In 2014, BMW made something rather unusual for a car company. It designed a two-man bobsled for the U.S. Olympic team to use in the Sochi games.
For this year’s Paralympics in Rio de Janeiro, Brazil, the company has used its race car expertise to design a new racing wheelchair. It’s only making six to start, one for each member of the U.S. team.
Long, sleek and low with three narrow wheels, the BMW wheelchair doesn’t resemble a traditional wheelchair. Made out of carbon fiber and whittled down to only the most essential parts, it’s designed to be an aerodynamic extension of the athlete’s body.
Paralympic gold medalist and six time world champion wheelchair racer Josh George is one of a handful of people who has tested the chairs. He started racing when he was nine years old, after being injured in an accident when he was four. At Rio, his fourth Paralympics, George will compete in the 400, 800, 1500, and 5000 meter races, as well as a marathon.
He’s worked closely with the BMW team to make sure the final chair is just right for racing. The process is not as simple as making a wheelchair go faster.
“You’re basically turning us into cyborgs, part machine and part human, and you have to be able to interact with that machine seamlessly to get the most out of it,” said George.
BMW’s Design Works lab started working on the wheelchair a year and a half ago. The team was entirely unfamiliar with wheelchair racing, something George saw as an advantage, since they had no preconceived notions about what a racing wheelchair had to look like.
They focused on improving three things: aerodynamics, the stiffness of the chassis, and how it fit the athlete’s body. They used computer simulations to design the most aerodynamic shape possible. Unlike traditional welded aluminum chairs, BMW made theirs out of carbon fiber, which allowed them to create any shape they wanted.

■ **WORK INSTRUCTION A**
According to the BMW wheelchair article, how many racing wheelchairs is BMW making to start?
■ **WORK INSTRUCTION B**
Continue the BMW wheelchair article from its last sentence.

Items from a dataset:
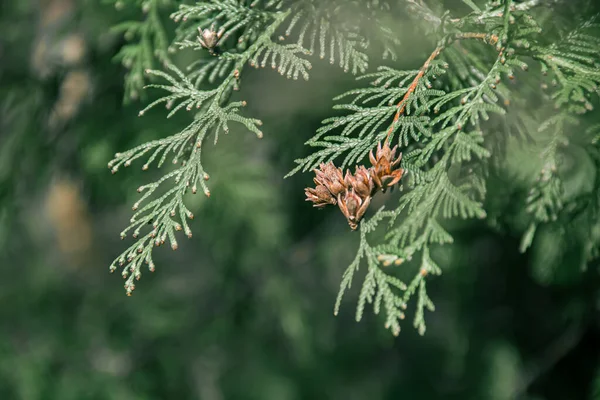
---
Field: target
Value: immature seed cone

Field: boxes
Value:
[304,185,337,208]
[314,161,347,197]
[344,165,375,199]
[337,188,371,230]
[369,142,404,191]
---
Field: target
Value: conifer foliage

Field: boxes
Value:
[109,0,600,335]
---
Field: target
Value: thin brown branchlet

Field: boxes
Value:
[305,141,404,230]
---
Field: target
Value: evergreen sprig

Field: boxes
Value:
[110,0,600,334]
[107,0,178,101]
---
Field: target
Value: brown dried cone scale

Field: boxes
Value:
[304,184,337,208]
[305,142,404,230]
[369,142,404,192]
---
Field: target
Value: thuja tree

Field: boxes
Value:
[109,0,600,335]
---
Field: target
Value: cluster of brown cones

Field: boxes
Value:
[305,142,404,230]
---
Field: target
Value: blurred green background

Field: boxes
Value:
[0,0,600,400]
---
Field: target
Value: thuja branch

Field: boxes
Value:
[109,10,296,295]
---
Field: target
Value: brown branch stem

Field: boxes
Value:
[384,32,500,145]
[385,44,444,144]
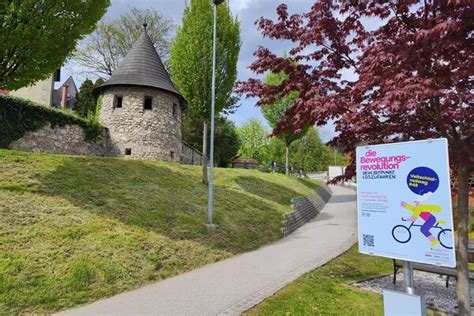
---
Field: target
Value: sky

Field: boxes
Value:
[63,0,333,140]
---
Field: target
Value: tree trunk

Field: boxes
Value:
[456,163,471,315]
[202,120,209,184]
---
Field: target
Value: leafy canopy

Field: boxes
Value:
[0,0,110,90]
[73,79,104,118]
[73,8,174,78]
[237,0,474,177]
[260,72,308,145]
[170,0,241,119]
[237,118,270,162]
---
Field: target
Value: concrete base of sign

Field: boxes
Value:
[383,290,426,316]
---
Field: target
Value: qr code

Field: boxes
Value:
[362,234,375,247]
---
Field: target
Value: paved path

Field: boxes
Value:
[60,186,357,315]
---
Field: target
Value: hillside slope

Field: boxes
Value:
[0,150,318,314]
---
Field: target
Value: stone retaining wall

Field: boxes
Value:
[8,124,202,165]
[8,124,115,156]
[283,185,332,236]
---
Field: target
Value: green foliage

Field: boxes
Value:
[73,7,174,77]
[260,68,308,145]
[246,246,392,315]
[0,150,318,315]
[0,95,103,148]
[74,79,104,118]
[181,112,240,167]
[0,0,110,90]
[170,0,241,120]
[215,117,240,167]
[237,118,270,164]
[263,128,348,172]
[290,128,348,172]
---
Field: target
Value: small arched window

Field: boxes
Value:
[173,103,179,118]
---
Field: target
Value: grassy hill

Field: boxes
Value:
[0,150,318,315]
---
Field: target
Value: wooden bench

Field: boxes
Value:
[393,259,474,287]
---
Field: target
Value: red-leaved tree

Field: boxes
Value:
[237,0,474,315]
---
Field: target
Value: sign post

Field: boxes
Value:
[356,138,456,310]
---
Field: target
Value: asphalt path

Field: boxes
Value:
[58,186,357,316]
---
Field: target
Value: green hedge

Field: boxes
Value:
[0,95,104,148]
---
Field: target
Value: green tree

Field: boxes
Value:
[181,112,240,167]
[215,117,240,168]
[0,0,110,90]
[73,79,104,117]
[170,0,241,183]
[237,118,270,164]
[260,72,307,175]
[290,128,347,172]
[73,8,174,78]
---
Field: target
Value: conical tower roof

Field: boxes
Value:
[98,30,182,99]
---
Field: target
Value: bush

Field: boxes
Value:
[0,95,104,148]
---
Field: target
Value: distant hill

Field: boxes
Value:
[0,150,318,315]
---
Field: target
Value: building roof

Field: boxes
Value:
[97,31,182,99]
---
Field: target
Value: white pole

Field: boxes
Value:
[207,3,217,225]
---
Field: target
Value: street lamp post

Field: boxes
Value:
[204,0,224,225]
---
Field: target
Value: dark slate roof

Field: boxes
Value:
[97,32,182,99]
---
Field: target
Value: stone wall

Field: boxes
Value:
[181,142,202,165]
[8,125,116,156]
[100,86,182,162]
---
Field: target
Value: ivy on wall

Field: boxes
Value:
[0,95,104,148]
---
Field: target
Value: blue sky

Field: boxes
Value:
[63,0,333,140]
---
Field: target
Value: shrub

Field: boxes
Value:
[0,95,104,148]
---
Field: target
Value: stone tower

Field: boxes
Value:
[97,25,186,162]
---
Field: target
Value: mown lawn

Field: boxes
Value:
[0,150,319,315]
[247,246,393,315]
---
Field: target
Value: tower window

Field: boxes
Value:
[173,103,178,118]
[115,96,123,109]
[143,97,153,110]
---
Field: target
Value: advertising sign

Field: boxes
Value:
[357,138,456,267]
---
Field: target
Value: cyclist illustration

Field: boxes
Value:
[401,201,441,247]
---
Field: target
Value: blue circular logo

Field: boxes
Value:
[407,167,439,195]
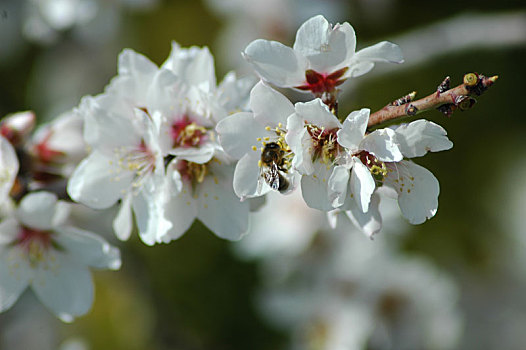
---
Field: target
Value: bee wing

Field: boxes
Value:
[257,165,267,193]
[265,162,279,191]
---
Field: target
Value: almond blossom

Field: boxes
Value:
[0,192,121,322]
[216,82,294,200]
[328,108,403,236]
[383,119,453,225]
[285,99,342,211]
[0,136,19,206]
[68,95,171,245]
[243,15,403,97]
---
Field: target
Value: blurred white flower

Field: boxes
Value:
[0,192,121,322]
[259,220,462,350]
[0,136,19,205]
[27,110,87,177]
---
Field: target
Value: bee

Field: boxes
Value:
[261,142,290,193]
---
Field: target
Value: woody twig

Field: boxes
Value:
[367,73,498,127]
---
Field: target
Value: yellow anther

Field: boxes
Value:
[464,73,479,86]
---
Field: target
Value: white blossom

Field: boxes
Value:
[68,95,171,244]
[383,119,453,224]
[0,136,19,206]
[0,192,121,322]
[216,82,294,200]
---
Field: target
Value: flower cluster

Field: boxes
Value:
[0,16,462,321]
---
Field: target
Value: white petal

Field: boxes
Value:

■ **WRITTEN REPLY A**
Six, one for each member of the U.S. team.

■ **WRITTEN REPLY B**
The final touch was customizing each chair. Using a combination of 3D scans and body measurements, each chair is molded to fit an athlete’s body exactly so that there is minimal shaking or movement during a race. Wheelchair racers typically create their own custom gloves from hobby putty, so BMW borrowed their favorite gloves and 3D scanned them so they could print out a new, more durable and lightweight pair on demand.
“These athletes deserve all the credit, they’re the ones that win the race,” said Brad Cracchiola, the associate director at BMW Design Works.
The final chairs aren’t finished yet, but BMW says they’ll be ready before the Paralympic games start on September 7.
Wheelchair racing is a young sport that began after World War II left a record number of young men with limited mobility. Used to leading active lives, many veterans looked at their chairs and took the next logical leap.
“You see something with wheels on it, you want to see how fast that thing can go,” said George.
The first wheelchair racers just modified existing wheelchairs in their garages, hacking off pieces to make them lighter and faster. In the 1980s, companies began designing custom wheelchairs for competitions, borrowing inspiration and equipment from the cycling world. Now a number of companies design wheelchairs just for racing, including Honda in Japan.
For racers like George, the increase in professional chair options shows that the sport is gaining in popularity.
“The idea of a pro wheelchair racer is growing, and it’s going beyond just this therapeutic medical model of ‘isn’t it nice for people with disabilities to get out of the house and do things,'” said George. “It really shines a light on the fact that we are athletes first, we’re not wheelchair users.”